In the Garden:
Northern & Central Midwest
Grafted tomato plants may help you grow healthier heirlooms.
A Tomato is a Tomato
I looked at my first seed catalog the other day, and it seems one of the hot new things available this year is grafted vegetable plants. Grafting basically means putting two plants together, the top of one type and the bottom of another, to make a third type of plant. Sounds kind of "out there" doesn't it?
How Grafting Works
Grafting only works on plants that are compatible, so there is little chance of success with a cucumber vine growing carrots below ground. But there have been some instances where a tomato top grows potatoes underground. This was successful because potatoes and tomatoes are closely related -- they are in the same botanical family. However, these plants don't live long and they don't produce much.
Why Grafted Tomatoes?
The main plants that are being offered right now are tomatoes grafted onto tomatoes. Now you may ask, why exactly would someone want to do that? The premise is to find a rootstock with certain desirable characteristics such as disease resistance, cold hardiness, or dwarf size. Then pick your favorite tasty top to attach and you have the best of both worlds.
The varieties offered have extremely vigorous rootstocks that are tolerant of cold and drought, and most important, are disease resistant. This allows the gardener to grow the wonderful heirloom tomatoes that taste so good, but bypasses some of the more serious problems with soil-borne disease.
Breeders who are marketing these grafted tomatoes also report a twenty to thirty percent increase in yields. The higher yields make sense because you are purchasing a plant that is already fairly good-sized, so you do get a jump on the season. Plants have to have certain diameter stems before they can be grafted successfully. And, you don't lose as many tomatoes to disease.
Is the Cost Worth It?
One of the decisions to make is whether the cost is worth it. They tend to run about $7.00, which is pretty expensive for one tomato plant. Grafting is a specialized trade and labor intensive, which is why they cost so much. But, if you get more produce, especially if you intend to take it to market, then perhaps the early cost gets paid back quickly.
Is an Heirloom Still an Heirloom?
The other decision or dilemma comes for those who want to grow only heirlooms varieties. Technically a tomato is a tomato botanically, but are the old varieties whose seeds have been handed down for sometimes hundreds of years the same plants when grafted onto something different? Again, biologically, the genes of the rootstock stay with the rootstock and the genes of the flowers and fruits come only from the top portion. But this may get murky. If you save seeds from the fruits of a 'Brandywine' (heirloom) grafted onto a 'Better Boy' (hybrid) rootstock, are they really 'Brandywine' seeds? Something to think about while perusing the catalogs this winter!

Assigned task
Answer these questions from the grafted tomato text:
1. What yield increase do breeders marketing grafted tomatoes report?
2. About how much does one grafted tomato plant tend to cost?
3. Why was it possible for a tomato top to grow potatoes underground?

(Referring expression pointing material)
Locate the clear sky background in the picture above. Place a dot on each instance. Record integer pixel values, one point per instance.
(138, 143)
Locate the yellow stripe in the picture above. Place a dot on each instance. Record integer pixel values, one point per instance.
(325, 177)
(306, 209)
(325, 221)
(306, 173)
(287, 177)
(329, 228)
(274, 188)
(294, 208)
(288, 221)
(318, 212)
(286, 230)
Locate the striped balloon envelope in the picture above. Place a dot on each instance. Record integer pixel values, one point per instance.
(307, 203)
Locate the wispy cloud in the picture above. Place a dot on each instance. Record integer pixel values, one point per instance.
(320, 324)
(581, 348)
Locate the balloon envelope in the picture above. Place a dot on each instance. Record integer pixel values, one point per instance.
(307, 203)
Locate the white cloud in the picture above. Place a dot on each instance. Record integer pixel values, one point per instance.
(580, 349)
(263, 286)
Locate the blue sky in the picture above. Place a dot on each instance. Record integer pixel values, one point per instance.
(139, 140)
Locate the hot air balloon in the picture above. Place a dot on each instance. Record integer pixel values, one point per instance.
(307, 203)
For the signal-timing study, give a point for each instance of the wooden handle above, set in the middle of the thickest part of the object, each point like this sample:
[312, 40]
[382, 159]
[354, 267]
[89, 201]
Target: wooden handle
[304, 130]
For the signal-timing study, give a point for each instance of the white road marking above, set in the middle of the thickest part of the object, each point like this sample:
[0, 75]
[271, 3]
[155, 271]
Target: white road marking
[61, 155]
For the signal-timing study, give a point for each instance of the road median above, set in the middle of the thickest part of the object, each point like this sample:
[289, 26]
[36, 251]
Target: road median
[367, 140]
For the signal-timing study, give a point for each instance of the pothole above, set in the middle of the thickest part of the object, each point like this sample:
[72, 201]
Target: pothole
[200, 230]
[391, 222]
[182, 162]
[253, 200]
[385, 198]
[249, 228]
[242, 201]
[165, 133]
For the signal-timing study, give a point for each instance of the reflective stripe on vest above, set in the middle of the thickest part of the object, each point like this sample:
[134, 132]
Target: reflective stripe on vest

Response area
1. A twenty to thirty percent increase in yields.
2. About $7.00.
3. Potatoes and tomatoes are closely related and belong to the same botanical family.